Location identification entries
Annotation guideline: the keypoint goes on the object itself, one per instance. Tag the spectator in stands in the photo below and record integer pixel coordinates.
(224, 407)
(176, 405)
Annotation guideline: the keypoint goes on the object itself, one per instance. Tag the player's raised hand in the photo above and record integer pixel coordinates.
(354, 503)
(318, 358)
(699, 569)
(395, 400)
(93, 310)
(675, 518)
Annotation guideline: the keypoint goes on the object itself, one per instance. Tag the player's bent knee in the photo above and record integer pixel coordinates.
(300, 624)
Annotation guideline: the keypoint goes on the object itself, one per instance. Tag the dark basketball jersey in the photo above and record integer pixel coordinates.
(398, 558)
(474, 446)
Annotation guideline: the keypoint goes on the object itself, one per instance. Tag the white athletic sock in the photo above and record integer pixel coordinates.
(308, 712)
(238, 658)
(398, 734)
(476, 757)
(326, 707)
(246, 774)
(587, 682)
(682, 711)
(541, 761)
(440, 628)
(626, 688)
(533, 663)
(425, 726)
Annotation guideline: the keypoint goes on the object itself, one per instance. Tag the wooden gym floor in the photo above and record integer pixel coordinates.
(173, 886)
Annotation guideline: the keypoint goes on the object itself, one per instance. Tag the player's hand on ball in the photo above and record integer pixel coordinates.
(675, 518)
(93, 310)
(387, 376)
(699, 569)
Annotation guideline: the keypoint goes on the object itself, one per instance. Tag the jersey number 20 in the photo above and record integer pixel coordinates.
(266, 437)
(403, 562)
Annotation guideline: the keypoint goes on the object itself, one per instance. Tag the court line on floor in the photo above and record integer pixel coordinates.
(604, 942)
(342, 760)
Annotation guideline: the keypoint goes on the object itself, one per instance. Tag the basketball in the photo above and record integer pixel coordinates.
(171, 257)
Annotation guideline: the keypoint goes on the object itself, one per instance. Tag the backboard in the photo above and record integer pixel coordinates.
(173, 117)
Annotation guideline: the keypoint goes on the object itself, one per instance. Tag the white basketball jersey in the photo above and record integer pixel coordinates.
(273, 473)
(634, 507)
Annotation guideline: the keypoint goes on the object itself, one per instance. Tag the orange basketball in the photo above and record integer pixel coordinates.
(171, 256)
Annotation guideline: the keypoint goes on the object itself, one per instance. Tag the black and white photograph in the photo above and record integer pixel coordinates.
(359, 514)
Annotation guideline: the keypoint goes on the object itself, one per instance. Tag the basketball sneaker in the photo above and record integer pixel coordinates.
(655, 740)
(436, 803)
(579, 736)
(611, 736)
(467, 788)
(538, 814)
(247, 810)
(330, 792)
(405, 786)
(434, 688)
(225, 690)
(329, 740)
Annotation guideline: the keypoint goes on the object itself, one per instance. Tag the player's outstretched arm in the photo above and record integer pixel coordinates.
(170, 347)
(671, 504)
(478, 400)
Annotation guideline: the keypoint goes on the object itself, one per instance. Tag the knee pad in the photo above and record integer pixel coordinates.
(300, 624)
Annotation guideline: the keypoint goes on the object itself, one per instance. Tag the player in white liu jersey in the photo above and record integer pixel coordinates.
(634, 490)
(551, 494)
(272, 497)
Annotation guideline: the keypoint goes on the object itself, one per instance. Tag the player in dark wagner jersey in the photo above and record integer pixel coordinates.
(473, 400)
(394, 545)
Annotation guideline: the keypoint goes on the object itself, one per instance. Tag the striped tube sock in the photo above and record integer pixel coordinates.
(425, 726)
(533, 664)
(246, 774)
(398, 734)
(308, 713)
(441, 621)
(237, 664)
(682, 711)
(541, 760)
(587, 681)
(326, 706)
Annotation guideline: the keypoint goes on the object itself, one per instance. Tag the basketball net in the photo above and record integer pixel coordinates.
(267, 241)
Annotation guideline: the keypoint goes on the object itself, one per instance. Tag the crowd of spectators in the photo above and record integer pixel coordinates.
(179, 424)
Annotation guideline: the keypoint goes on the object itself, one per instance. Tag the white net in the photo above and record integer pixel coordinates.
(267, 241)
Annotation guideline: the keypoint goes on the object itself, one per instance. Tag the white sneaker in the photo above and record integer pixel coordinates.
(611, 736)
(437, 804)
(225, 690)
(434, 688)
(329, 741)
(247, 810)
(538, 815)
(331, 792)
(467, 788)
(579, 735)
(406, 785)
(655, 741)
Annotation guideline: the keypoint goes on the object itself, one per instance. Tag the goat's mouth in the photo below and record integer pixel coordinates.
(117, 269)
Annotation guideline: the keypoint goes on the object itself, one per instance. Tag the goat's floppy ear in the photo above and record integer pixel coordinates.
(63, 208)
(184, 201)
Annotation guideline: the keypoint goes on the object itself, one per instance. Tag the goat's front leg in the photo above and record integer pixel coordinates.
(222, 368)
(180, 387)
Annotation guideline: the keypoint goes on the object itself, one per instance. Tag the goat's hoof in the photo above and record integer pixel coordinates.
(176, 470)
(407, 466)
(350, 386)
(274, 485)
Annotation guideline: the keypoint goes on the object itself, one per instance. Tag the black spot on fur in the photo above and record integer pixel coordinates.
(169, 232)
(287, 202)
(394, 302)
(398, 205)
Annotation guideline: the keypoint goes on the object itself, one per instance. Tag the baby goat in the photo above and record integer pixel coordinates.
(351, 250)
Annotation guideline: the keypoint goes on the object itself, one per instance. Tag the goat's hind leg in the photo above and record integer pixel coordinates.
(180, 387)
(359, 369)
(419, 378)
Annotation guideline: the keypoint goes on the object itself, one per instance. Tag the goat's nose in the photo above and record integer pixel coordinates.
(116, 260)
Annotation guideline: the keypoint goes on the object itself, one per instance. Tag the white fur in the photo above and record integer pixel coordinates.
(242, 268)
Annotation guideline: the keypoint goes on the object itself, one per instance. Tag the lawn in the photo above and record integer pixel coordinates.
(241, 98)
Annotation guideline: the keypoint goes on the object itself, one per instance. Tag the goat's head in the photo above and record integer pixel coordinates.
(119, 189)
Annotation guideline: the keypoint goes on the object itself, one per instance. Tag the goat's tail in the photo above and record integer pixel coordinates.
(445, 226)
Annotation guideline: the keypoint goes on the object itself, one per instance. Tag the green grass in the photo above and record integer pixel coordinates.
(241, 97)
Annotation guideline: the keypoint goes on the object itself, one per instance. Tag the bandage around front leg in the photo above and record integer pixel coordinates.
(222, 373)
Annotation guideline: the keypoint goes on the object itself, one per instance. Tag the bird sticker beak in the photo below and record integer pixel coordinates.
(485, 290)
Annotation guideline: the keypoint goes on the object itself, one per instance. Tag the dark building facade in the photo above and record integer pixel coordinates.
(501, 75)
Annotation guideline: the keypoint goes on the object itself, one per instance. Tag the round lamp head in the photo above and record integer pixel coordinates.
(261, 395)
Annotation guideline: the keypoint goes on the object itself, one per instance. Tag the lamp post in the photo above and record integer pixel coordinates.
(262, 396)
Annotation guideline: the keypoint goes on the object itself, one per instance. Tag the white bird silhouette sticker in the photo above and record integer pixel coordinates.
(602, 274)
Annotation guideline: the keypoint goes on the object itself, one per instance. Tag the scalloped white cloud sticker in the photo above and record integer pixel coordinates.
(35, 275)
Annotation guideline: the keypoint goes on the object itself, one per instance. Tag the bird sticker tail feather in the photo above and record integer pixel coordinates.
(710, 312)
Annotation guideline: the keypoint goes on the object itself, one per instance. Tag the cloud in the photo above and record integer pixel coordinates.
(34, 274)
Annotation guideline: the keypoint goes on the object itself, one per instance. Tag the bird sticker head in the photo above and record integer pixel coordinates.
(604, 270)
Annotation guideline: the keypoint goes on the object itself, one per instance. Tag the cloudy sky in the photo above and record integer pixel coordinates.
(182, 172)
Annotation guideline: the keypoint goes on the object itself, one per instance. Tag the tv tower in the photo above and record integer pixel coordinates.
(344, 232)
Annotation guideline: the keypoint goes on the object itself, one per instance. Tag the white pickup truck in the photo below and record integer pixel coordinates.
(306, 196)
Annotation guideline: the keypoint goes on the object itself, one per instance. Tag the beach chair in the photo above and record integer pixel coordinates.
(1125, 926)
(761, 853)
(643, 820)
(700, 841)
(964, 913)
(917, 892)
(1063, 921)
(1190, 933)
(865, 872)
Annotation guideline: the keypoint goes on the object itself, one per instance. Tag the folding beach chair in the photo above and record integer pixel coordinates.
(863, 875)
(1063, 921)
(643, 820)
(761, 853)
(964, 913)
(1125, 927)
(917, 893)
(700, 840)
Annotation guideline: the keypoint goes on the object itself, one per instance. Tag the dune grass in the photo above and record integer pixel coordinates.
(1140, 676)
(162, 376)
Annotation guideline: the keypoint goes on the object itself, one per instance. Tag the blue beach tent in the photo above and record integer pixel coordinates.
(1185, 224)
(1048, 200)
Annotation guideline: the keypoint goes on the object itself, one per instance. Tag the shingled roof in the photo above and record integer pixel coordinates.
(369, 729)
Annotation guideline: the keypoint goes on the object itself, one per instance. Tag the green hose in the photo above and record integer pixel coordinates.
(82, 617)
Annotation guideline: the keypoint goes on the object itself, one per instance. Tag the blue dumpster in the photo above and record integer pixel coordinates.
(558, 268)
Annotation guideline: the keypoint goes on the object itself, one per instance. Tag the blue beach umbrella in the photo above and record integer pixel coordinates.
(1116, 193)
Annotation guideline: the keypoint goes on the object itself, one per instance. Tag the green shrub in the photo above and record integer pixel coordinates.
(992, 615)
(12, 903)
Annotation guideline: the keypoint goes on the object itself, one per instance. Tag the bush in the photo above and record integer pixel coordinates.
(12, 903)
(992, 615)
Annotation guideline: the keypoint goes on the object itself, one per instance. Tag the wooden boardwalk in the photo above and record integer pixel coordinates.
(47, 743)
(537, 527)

• _Direction_
Write out, word for word, the part of the entries that opens with the line containing "the green shrub" and closes with the last line of the entries, with both of those lines included.

• _Result below_
Annotation guideline: the keypoint goes on the object itself, one per instance. Tag the green shrub in the photo above and record integer pixel coordinates.
(992, 615)
(12, 903)
Annotation guideline: the keypoint goes on the object itself, one per instance. Tag the bush in the photo above and record integer pixel coordinates.
(12, 903)
(992, 615)
Annotation guideline: the keypoint goes on the object itself, one per instance. Tag the wooden boardwalk in the photo above and record integer pixel coordinates.
(47, 743)
(537, 527)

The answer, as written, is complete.